Data extracted from a collection:

• • • • •

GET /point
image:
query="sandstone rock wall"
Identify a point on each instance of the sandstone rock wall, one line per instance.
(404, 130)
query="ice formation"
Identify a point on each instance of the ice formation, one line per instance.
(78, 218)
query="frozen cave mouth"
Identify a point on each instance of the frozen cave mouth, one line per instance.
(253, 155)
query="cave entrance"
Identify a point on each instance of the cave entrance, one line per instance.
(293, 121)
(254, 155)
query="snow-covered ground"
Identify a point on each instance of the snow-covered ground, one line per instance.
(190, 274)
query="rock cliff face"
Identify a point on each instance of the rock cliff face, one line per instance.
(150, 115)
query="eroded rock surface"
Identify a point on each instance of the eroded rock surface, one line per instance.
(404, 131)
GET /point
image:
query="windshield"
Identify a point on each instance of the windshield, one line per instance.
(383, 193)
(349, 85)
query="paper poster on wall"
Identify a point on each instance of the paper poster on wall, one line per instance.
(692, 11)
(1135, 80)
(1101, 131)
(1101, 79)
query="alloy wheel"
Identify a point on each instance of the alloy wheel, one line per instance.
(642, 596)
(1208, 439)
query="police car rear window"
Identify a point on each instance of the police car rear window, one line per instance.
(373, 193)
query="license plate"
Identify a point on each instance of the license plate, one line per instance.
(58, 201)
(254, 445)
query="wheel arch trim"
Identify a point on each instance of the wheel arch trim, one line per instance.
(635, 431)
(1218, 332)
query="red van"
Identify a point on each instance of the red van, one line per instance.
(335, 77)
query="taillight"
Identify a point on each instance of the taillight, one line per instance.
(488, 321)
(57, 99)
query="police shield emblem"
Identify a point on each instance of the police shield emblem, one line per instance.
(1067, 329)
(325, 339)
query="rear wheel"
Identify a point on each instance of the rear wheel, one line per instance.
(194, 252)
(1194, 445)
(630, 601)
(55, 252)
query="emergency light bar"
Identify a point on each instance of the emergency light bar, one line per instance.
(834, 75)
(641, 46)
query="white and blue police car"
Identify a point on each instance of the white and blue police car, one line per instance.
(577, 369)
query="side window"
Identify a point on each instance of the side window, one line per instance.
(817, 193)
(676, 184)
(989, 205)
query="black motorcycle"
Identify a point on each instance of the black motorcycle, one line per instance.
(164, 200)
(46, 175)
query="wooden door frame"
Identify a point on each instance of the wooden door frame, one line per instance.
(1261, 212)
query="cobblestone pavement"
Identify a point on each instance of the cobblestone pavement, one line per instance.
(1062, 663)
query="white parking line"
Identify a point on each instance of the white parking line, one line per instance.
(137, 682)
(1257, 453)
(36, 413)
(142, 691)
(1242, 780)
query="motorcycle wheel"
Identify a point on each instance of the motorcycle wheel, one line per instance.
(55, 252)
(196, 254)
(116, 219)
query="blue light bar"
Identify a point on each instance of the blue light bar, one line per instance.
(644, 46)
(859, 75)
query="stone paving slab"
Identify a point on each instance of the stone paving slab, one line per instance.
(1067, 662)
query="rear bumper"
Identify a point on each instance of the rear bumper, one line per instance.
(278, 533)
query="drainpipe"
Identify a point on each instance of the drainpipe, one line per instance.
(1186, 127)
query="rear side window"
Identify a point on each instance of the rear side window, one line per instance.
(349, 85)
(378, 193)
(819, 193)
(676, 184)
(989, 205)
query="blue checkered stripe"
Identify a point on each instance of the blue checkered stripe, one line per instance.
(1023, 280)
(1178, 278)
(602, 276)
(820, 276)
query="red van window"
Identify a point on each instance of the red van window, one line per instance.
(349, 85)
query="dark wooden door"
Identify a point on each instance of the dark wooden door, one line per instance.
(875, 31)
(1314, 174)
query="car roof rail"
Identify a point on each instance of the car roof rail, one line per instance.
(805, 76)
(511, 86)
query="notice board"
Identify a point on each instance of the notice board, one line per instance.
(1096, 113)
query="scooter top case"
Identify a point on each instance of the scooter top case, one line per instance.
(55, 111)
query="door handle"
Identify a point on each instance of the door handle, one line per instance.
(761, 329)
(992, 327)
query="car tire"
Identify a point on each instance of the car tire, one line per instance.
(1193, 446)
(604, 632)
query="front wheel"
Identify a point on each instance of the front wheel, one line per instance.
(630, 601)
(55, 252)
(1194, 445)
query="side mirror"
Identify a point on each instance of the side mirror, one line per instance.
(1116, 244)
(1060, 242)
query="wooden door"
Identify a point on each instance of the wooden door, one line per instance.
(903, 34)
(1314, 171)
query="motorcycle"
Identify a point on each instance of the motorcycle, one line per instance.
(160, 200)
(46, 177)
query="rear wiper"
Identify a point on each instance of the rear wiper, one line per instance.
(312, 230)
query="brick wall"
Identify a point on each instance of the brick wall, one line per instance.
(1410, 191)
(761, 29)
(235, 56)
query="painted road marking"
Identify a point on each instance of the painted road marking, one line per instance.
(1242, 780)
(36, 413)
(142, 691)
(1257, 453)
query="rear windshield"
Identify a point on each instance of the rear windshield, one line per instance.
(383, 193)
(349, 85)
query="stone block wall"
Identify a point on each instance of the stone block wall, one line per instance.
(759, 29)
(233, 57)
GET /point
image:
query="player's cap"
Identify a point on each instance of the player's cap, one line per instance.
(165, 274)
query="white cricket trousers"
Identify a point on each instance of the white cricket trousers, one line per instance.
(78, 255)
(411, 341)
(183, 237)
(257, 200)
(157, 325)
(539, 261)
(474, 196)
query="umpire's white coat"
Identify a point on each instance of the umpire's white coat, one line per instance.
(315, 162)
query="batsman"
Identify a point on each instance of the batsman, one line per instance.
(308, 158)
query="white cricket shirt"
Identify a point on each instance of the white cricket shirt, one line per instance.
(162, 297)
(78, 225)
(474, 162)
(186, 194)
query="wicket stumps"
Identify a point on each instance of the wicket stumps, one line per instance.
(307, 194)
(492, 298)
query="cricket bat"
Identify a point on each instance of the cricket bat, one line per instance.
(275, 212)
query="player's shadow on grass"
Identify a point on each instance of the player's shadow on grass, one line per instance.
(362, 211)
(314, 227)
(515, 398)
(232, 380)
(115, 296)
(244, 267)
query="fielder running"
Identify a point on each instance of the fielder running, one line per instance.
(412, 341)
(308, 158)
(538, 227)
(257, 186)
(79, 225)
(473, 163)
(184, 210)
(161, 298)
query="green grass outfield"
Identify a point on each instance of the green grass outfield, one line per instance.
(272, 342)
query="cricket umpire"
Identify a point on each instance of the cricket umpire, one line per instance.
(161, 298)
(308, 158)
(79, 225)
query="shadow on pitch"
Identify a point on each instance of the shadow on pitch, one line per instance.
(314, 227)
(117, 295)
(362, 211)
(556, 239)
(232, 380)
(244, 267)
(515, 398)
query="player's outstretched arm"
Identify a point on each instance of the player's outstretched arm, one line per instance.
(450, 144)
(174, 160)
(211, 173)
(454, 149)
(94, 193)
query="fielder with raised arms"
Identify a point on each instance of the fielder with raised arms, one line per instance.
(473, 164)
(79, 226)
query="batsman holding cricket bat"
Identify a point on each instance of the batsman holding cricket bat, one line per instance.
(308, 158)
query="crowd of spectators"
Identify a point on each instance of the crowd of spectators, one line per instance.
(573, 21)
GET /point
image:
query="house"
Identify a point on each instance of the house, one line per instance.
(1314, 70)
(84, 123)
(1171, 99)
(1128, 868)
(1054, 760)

• • • • •

→ Given exercise
Provide all the records again, word for word.

→ The output
GET /point
image:
query="sandstone rock wall"
Identify a point on each instance of the sandstone rock wall, one line per instance.
(404, 130)
query="ice formation"
Identify a point on each instance of the ice formation, one line per instance.
(78, 218)
query="frozen cave mouth"
Identify a point on each instance of the frozen cave mouth, one line per instance.
(253, 155)
query="cave entrance"
Identify a point on each instance of the cave entrance, one line per instance.
(293, 121)
(254, 155)
query="snow-covered ground"
Identify a point on each instance of the snow-covered ground, one line per instance.
(190, 274)
query="rock cliff face"
Identify a point on each instance of the rock cliff face, one line per instance.
(150, 115)
query="eroded rock surface"
Identify a point on each instance of the eroded rock surface, one line per instance.
(404, 131)
GET /point
image:
query="windshield"
Identify a point on each instance of the windshield, one line per instance.
(383, 193)
(349, 85)
query="paper poster on wall"
Identify a point on each instance of the paper poster on wall, one line per instance.
(692, 11)
(1135, 80)
(1101, 131)
(1101, 79)
query="alloy wheel"
Identify a point on each instance of the alloy wheel, one line per instance.
(642, 596)
(1208, 439)
query="police car rear window"
Identify a point on each instance of the police car rear window, one line per instance.
(373, 193)
query="license plate"
Identify a point on each instance of the license plate, one line per instance.
(58, 201)
(254, 445)
query="wheel arch trim"
Identify a point on each instance of the wheel arch trim, one line per instance.
(635, 431)
(1218, 332)
query="red van"
Identify a point on each instance of the red van, one line per instance.
(335, 77)
query="taillight"
Identify a point on each instance of the taillight, one line per instance.
(488, 321)
(57, 99)
query="police shield emblem"
Identify a point on each instance of the police shield emblem, one line per instance.
(1067, 329)
(325, 339)
query="rear wheel"
Identify a point on each instance of the rear wheel, one line per instance.
(194, 252)
(1194, 445)
(630, 601)
(55, 252)
query="emergency light bar"
Identify a point on each instance of the emergency light bar, one line per instance.
(834, 75)
(641, 46)
query="white and blue police car"
Identify a point on each instance of the white and blue police car, one line per instance.
(577, 369)
query="side window"
Identify a point on each instance of the side window, one line per instance.
(817, 193)
(676, 184)
(989, 205)
query="black motorcycle"
Identify a point on each instance of the black motorcycle, one line per instance.
(164, 200)
(46, 175)
query="wooden door frame"
Identify a point on each instance of the wooden door frame, one line per instance.
(1261, 212)
query="cobblestone pavement"
Identify a point on each instance of the cobblestone pavement, one line per instance.
(1062, 663)
query="white parking line"
Identify a point on each instance of the white parking line, one line per instance.
(137, 682)
(1257, 453)
(36, 413)
(142, 691)
(1242, 780)
query="motorcycle wheel"
Identify a point on each instance of the motorcycle wheel, one line per instance.
(55, 252)
(196, 254)
(116, 219)
query="blue light bar"
Identify a point on each instance of the blue light bar, one line per instance.
(644, 46)
(859, 75)
query="stone paving slab"
Identify a point on each instance of the stone paving slab, one line per instance.
(1067, 662)
query="rear bumper"
Identify a point on each instance of the rear bumper, one line per instance.
(278, 533)
query="drainpipe"
Identify a point on each instance of the drainpipe, one line per instance.
(1186, 127)
query="rear side window"
Identify a point on each instance of the rear side window, one line per instance.
(349, 85)
(378, 193)
(819, 193)
(676, 184)
(989, 205)
query="blue checkered stripe"
Identify a point on each instance of the blue checkered stripe, one line per instance.
(1023, 280)
(1178, 278)
(602, 276)
(820, 276)
query="red van window"
Identify a point on each instance of the red van window, one line per instance.
(349, 85)
query="dark wooden door"
Identify a point on each instance of the dark wooden door, one line per instance.
(875, 31)
(1314, 174)
query="car roof rail"
Identify a point on each instance of the car roof rail, one line per instance.
(805, 76)
(511, 86)
query="notice board"
Identify a point on each instance of the notice board, one line per instance.
(1096, 113)
query="scooter top case"
Identify a point on each instance of the scooter top case, one line per instance.
(55, 111)
query="door handle"
Identify a point on each instance of the door handle, one line per instance.
(761, 329)
(992, 327)
query="car tire"
Identify a point on each instance of the car tire, one line per instance.
(1193, 446)
(604, 632)
query="front wheel"
Identify a point on each instance of the front wheel, one line per instance.
(630, 601)
(55, 252)
(1194, 445)
query="side mirror"
Identify a point on each instance of the side mirror, one line per instance.
(1116, 244)
(1060, 242)
query="wooden door"
Identify a point on each instance of the wooden door, one line per instance.
(903, 34)
(1314, 171)
query="motorcycle"
Identify a point on each instance of the motorcycle, one line per instance.
(160, 200)
(46, 177)
query="rear wiper"
Identify a point on each instance of the rear wiper, one line per instance.
(312, 230)
query="brick wall"
Identify a point on each instance of the brick wall, one line per instance.
(1410, 191)
(761, 29)
(235, 56)
query="painted road marking"
Identify a point on each instance of the painted road marking, one line per instance.
(1242, 780)
(36, 413)
(142, 691)
(1257, 453)
query="rear windshield"
Identify a point on each instance of the rear windshield, one line per instance.
(383, 193)
(349, 85)
query="stone block wall"
Identify a point on each instance of the stone block wall, one line per instance.
(759, 29)
(233, 57)
GET /point
image:
query="player's cap"
Identify a point on each instance of the player's cap, one line per instance.
(165, 274)
query="white cricket trousers"
Identify a point on each instance of the white cricket trousers, one line per instance.
(78, 255)
(411, 341)
(183, 237)
(257, 200)
(157, 325)
(539, 261)
(474, 196)
query="umpire's white coat"
Identify a point on each instance of the umpire's white coat, one line per instance.
(315, 162)
query="batsman"
Identify a point on each instance of the batsman, one line per instance.
(308, 158)
query="white cricket shirt"
Identify a point on each instance of the white cricket shirt, one line per instance.
(162, 297)
(78, 225)
(474, 162)
(186, 194)
query="wicket stumps"
Identify a point on each instance of the wicket stumps, one line per instance.
(307, 194)
(492, 298)
query="cricket bat"
Identify a point on each instance of the cricket bat, one line per instance.
(275, 212)
query="player's shadow on grass"
Identify a point on each instance of the player's shadow on grass, one line per instance.
(362, 211)
(314, 227)
(515, 398)
(232, 380)
(115, 296)
(244, 267)
query="fielder running"
Identify a point on each instance of the fielder running, one line per instance.
(412, 341)
(308, 158)
(538, 227)
(257, 186)
(79, 225)
(473, 163)
(184, 210)
(161, 298)
query="green grass outfield"
Identify a point on each instance of the green grass outfield, one line per instance.
(272, 342)
query="cricket umpire"
Identify a point on each instance of the cricket umpire, one line per instance.
(161, 298)
(308, 158)
(79, 225)
query="shadow on pitch"
Identify a point on each instance of the shadow on pitch, one line per instance.
(314, 227)
(117, 295)
(362, 211)
(556, 239)
(232, 380)
(244, 267)
(515, 398)
query="player's outstretched arm"
Identify a point on each instance of the player's outstretched arm, one line per instance.
(450, 144)
(174, 160)
(211, 173)
(454, 149)
(94, 193)
query="fielder with raised arms"
Identify a point on each instance of the fielder with raised arms, one line per instance.
(473, 164)
(79, 226)
query="batsman holding cricket bat"
Identify a point on each instance of the batsman holding cricket bat, one line per instance.
(308, 158)
query="crowd of spectators"
Identify a point on each instance of the crowd of spectators, one line per instance.
(573, 21)
GET /point
image:
query="house"
Identify a point on each instance of the house, one line per instance.
(1314, 70)
(84, 123)
(1171, 99)
(1128, 868)
(1054, 760)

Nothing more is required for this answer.